▸ Selected passage:
^^^^^^^^

Air pollution causing more COVID-19 deaths



Even before the pandemic, Rhode Islanders were suffering a severe health crisis due to air pollutants. A 2013-2017 study by the RI Department of Health found that 10.9% of Rhode Island’s youth suffers from asthma, the 9th highest rate in the country. The study attributed this high rate to significant air pollution in the densely populated areas along the state’s I-95 corridor, areas that are predominantly communities of color.
Now that we are over six months into a pandemic, it is clear that poor air conditions are also causing more COVID-19 deaths. In an Emory University study, researchers discovered that those who have higher nitrogen dioxide (NO2) exposure are 11% more likely to die from COVID-19. NO2, a pollutant which is put into the atmosphere by cars, is potentially one of the reasons for our state’s high mortality rate.
With nearly 1 in 9 children with asthma and over 1,000 dead from a respiratory virus, caring for the air and for the environment should be on the forefront of people’s consciences. In “Laudato Si’,” Pope Francis states that protecting “God’s handiwork is … not an optional or a secondary aspect of our Christian experience” (217). Now, in the midst of so much suffering, is the time to support environmental policies that will make Rhode Island both healthier and more equitable.
The Senate has restarted negotiations on the American Energy Innovation Act, a bipartisan energy package that would regulate greenhouse gasses, promote energy affordability, and drive clean energy innovation. I urge Senators Whitehouse and Reed to support this legislation.

^^^^^^^^

▸ Data extracts:
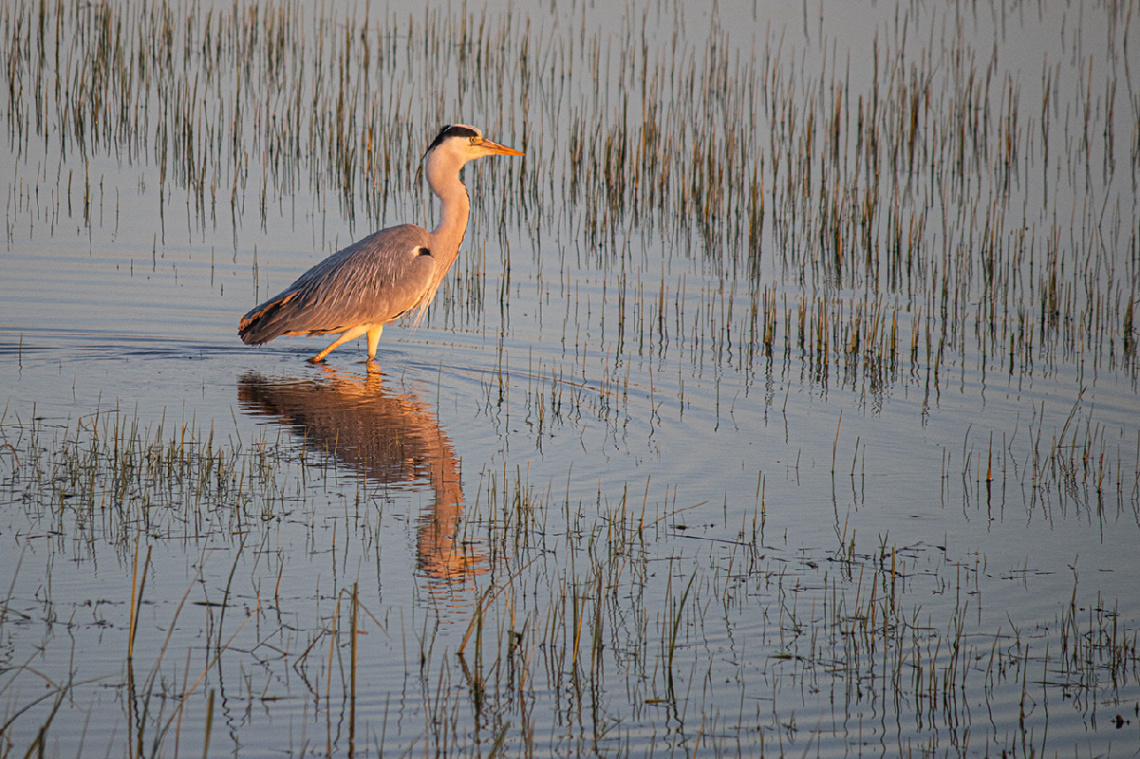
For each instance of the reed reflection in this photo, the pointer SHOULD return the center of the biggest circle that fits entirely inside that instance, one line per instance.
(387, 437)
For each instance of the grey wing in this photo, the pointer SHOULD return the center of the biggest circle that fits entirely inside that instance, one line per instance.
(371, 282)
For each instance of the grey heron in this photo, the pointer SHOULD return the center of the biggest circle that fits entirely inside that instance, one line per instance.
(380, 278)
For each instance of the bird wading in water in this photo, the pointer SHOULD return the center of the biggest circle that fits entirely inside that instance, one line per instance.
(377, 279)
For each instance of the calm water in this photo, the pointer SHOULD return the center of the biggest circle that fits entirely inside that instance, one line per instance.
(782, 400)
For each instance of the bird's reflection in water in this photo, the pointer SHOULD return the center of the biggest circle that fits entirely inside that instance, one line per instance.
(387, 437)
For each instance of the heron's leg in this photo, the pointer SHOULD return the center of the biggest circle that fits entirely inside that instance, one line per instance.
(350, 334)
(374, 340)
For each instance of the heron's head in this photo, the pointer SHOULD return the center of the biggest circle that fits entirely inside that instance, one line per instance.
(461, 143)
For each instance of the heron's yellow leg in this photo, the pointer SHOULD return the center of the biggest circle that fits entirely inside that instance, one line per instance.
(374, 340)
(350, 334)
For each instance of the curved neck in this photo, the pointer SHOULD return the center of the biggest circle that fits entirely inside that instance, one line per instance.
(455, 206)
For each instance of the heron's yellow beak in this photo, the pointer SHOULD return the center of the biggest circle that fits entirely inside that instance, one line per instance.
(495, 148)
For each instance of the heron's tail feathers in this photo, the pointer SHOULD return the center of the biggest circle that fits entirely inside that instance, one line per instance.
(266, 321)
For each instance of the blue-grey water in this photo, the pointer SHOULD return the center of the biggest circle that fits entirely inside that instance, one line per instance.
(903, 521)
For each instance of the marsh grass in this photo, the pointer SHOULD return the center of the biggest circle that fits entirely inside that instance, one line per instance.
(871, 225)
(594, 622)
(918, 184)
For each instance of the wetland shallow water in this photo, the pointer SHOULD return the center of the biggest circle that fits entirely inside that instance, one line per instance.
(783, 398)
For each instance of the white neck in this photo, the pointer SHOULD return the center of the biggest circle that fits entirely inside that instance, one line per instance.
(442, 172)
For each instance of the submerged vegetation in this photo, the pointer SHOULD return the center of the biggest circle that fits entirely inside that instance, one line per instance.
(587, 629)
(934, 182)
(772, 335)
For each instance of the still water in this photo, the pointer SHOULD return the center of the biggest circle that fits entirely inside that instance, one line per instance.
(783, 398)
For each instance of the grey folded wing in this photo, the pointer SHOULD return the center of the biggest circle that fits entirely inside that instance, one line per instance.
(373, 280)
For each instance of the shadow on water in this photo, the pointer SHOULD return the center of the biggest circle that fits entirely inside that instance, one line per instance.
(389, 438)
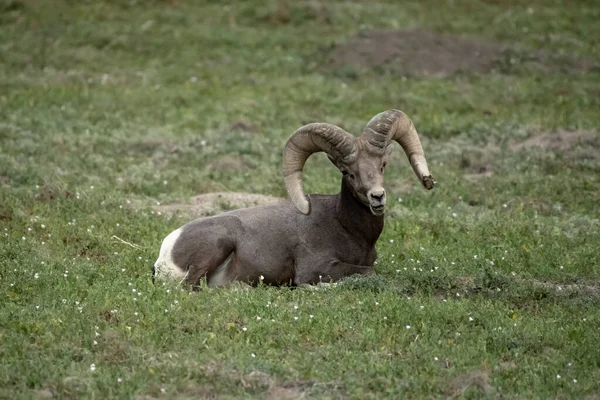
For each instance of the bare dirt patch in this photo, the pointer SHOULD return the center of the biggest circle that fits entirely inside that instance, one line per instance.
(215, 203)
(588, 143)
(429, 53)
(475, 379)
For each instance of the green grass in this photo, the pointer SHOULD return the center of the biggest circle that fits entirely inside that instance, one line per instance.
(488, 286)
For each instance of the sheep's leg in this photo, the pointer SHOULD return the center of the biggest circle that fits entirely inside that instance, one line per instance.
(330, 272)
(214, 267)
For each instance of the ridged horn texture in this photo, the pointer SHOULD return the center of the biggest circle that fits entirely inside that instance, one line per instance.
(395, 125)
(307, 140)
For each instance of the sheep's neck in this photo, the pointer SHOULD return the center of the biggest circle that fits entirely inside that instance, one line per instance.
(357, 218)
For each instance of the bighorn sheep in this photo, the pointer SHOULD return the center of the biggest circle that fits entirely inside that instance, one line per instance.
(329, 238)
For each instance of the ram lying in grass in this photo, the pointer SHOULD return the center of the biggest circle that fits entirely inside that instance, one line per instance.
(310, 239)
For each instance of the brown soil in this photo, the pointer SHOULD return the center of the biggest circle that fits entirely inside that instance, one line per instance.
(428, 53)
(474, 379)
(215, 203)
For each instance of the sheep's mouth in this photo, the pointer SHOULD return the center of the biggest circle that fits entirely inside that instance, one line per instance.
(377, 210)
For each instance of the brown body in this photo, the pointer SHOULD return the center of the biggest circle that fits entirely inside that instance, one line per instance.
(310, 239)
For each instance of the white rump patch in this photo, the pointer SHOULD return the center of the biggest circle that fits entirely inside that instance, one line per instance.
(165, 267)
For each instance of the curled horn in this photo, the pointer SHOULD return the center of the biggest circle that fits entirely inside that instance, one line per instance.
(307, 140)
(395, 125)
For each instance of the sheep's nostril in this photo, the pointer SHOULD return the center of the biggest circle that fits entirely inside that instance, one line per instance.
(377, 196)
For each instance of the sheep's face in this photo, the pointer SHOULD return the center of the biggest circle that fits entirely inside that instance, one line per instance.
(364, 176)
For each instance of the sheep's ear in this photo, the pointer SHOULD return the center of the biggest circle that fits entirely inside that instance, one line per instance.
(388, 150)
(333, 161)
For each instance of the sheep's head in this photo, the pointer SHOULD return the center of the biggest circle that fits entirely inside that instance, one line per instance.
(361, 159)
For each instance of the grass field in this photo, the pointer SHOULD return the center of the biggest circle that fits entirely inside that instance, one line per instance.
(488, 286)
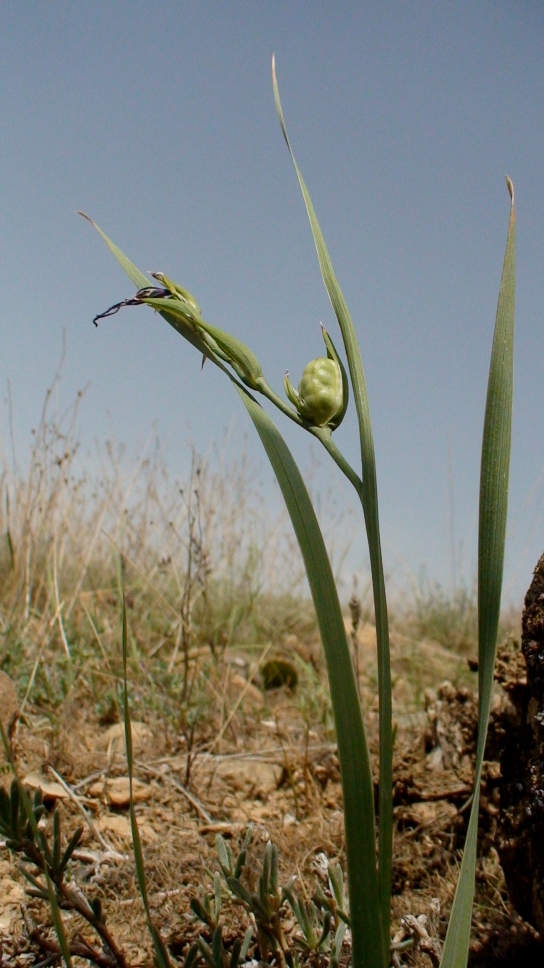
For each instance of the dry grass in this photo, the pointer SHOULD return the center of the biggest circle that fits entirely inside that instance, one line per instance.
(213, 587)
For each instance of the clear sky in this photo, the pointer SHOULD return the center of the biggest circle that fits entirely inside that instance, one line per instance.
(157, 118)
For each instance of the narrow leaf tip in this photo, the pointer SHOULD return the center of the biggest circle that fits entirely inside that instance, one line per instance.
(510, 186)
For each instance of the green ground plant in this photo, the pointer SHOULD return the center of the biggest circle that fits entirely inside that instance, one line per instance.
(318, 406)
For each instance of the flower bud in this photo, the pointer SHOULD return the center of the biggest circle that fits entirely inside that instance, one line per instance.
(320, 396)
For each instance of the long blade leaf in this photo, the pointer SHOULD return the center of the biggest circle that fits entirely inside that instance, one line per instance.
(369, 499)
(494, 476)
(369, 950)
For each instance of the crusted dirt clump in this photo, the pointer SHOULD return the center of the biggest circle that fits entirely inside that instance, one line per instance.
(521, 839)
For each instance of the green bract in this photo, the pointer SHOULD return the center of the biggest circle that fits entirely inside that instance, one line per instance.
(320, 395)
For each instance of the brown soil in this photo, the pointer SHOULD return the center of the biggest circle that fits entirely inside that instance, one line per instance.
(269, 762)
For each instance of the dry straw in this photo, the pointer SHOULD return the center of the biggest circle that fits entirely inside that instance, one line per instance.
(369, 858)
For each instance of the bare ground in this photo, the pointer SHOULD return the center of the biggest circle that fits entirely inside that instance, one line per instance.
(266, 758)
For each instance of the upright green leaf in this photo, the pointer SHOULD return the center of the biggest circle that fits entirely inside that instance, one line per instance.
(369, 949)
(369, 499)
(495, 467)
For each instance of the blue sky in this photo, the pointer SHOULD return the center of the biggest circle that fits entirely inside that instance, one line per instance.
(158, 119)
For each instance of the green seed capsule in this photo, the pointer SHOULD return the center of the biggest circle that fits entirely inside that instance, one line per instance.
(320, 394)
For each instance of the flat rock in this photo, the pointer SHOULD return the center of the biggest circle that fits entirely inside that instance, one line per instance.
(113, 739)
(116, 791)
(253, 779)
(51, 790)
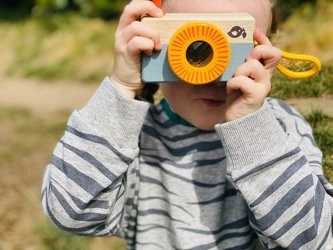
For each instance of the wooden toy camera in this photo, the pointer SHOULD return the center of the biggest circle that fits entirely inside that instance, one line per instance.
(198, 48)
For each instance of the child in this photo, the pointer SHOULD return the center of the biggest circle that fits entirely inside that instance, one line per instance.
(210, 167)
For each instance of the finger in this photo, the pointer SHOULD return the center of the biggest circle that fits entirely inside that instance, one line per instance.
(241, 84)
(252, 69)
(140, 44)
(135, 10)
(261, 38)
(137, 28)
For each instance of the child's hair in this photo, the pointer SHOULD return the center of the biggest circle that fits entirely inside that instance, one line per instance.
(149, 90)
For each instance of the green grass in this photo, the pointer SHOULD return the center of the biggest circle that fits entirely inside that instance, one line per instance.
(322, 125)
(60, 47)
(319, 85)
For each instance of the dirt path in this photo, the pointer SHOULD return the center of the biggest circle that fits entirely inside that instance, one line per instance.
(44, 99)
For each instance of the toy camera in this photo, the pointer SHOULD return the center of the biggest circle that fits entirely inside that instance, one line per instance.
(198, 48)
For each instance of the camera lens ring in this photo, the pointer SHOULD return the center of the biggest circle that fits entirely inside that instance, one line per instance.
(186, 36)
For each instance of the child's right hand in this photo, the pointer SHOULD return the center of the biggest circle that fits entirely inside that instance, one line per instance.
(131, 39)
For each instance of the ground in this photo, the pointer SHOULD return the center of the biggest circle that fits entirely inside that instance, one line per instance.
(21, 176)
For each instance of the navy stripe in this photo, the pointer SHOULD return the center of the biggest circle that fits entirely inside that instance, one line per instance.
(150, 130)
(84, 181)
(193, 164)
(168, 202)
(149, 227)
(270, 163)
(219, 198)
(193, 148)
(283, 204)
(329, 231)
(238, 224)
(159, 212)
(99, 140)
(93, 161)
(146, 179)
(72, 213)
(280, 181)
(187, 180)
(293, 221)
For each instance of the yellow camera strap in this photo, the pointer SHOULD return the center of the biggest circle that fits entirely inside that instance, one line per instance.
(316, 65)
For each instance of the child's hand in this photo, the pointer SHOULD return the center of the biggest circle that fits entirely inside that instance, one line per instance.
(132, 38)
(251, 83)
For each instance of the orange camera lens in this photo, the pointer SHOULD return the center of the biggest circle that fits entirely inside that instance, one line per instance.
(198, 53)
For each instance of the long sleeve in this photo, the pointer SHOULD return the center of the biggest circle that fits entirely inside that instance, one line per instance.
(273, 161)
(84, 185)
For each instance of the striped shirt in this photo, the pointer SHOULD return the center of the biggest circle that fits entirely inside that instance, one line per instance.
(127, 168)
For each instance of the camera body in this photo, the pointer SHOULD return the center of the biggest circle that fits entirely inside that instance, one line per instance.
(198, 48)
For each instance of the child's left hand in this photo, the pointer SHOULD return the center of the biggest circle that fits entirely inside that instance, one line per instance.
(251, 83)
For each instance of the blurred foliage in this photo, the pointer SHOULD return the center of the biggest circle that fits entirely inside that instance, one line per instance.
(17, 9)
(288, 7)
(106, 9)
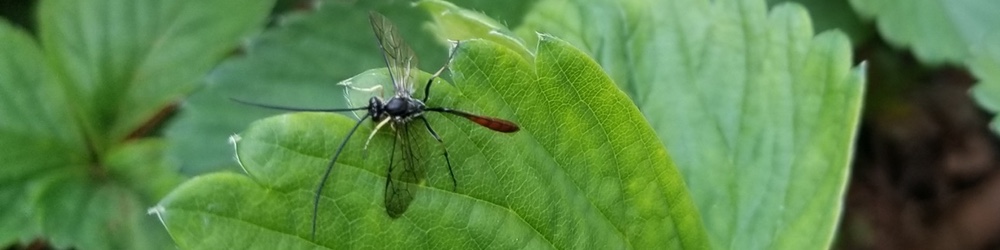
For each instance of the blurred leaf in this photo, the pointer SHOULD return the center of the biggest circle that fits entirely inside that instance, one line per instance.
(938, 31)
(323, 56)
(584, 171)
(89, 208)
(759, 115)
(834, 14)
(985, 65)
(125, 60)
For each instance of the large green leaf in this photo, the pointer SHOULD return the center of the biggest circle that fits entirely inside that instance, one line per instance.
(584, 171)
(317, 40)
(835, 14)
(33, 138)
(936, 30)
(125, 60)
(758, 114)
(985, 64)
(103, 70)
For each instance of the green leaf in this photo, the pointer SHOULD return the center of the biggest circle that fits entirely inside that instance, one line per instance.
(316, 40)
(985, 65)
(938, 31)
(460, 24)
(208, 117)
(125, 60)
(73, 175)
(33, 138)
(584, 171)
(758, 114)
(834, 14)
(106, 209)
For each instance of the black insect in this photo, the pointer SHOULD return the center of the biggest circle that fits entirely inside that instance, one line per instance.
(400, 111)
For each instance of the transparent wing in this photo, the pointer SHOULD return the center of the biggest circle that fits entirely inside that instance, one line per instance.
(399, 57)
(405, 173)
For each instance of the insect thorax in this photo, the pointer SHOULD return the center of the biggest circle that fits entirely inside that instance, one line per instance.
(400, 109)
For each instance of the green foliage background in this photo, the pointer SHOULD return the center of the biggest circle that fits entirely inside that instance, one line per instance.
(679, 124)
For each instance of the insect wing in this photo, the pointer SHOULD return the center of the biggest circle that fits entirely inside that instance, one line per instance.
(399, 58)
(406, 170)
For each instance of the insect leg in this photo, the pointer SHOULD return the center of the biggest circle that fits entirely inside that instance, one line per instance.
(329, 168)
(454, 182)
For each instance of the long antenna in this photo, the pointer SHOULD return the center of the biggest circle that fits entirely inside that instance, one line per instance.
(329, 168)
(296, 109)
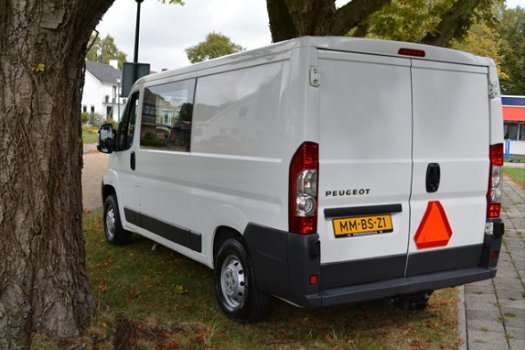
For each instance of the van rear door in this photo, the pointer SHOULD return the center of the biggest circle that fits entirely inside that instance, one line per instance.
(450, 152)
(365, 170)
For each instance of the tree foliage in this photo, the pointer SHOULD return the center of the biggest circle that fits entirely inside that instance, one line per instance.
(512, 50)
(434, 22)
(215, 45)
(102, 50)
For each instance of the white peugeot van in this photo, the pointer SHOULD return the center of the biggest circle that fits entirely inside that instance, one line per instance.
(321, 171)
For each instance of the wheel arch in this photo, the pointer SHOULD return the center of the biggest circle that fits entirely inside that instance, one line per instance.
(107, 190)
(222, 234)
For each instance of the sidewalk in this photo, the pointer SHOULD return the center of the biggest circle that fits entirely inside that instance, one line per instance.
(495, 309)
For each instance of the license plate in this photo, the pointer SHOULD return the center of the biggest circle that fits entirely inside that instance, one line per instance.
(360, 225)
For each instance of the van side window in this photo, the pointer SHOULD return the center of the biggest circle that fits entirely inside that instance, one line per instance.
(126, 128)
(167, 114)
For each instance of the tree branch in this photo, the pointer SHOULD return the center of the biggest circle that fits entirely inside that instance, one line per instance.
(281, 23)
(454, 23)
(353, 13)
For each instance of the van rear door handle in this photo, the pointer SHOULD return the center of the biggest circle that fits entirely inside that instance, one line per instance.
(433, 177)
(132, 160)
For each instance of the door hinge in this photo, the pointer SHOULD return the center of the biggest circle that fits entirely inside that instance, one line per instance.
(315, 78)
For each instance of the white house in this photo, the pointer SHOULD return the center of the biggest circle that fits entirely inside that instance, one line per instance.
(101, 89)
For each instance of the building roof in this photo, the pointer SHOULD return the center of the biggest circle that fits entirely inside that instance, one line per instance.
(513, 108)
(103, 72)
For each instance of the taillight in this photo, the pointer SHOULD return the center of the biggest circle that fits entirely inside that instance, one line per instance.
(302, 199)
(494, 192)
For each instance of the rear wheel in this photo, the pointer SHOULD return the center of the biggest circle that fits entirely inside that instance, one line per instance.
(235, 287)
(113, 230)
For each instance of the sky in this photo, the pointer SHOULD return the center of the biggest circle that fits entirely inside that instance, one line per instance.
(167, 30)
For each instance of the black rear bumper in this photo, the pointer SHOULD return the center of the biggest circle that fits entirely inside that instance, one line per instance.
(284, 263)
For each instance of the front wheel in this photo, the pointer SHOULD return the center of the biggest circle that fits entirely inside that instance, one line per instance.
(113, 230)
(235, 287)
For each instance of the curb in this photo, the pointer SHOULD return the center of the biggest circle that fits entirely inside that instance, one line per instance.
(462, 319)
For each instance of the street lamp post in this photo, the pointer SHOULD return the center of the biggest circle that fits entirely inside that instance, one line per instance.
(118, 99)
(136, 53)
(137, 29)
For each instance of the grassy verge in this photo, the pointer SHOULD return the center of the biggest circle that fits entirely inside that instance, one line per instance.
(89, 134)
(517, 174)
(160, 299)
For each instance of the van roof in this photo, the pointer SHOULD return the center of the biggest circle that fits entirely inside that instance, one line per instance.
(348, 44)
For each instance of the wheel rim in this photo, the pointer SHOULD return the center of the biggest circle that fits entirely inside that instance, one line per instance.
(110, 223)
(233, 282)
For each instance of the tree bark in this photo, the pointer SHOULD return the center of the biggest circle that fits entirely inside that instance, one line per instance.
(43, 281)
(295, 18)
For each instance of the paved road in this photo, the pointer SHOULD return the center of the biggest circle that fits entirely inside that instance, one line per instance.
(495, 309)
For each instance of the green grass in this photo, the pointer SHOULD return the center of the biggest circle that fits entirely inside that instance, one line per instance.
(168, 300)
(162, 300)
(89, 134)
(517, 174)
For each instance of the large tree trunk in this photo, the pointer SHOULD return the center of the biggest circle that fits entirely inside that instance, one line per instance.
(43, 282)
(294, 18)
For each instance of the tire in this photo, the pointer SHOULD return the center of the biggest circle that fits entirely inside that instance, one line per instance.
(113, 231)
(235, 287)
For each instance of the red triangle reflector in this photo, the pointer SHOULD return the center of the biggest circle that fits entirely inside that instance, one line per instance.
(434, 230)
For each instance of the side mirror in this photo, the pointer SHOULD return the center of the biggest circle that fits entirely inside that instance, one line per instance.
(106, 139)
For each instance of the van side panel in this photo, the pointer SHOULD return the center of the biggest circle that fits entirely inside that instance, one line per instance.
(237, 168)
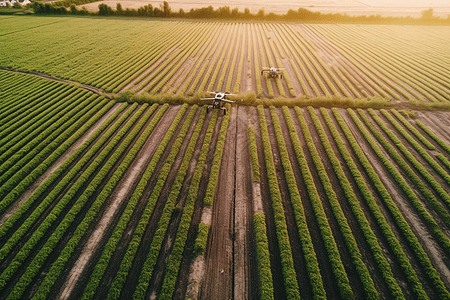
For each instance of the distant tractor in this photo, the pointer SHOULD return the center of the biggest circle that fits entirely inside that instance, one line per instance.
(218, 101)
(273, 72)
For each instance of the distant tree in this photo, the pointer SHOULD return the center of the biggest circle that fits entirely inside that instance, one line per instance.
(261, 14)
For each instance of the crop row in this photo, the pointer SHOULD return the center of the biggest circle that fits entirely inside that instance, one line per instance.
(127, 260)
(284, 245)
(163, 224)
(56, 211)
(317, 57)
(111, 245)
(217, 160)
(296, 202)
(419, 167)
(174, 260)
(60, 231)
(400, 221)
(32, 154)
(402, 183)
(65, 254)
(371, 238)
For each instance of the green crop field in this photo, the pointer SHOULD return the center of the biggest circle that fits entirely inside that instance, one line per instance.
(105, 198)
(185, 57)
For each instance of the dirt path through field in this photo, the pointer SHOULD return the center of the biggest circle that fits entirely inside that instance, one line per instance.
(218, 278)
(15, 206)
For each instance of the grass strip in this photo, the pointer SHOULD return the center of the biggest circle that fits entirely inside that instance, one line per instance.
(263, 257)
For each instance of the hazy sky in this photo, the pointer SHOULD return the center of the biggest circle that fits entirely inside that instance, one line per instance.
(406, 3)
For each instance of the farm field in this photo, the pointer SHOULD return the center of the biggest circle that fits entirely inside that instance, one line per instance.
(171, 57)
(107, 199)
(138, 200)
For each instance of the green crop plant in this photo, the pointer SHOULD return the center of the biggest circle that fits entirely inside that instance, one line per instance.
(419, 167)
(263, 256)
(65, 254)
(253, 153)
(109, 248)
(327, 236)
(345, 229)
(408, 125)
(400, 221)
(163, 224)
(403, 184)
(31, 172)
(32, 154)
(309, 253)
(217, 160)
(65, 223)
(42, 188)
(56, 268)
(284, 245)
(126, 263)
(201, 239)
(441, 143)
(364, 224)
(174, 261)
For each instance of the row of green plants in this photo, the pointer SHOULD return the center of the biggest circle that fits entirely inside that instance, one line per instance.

^^^^^^^^

▸ What to produce:
In the piece on air pollution and COVID-19 deaths, how much more likely are people with higher nitrogen dioxide exposure to die from COVID-19, according to the Emory University study?

▸ Solution:
They are 11% more likely to die from COVID-19.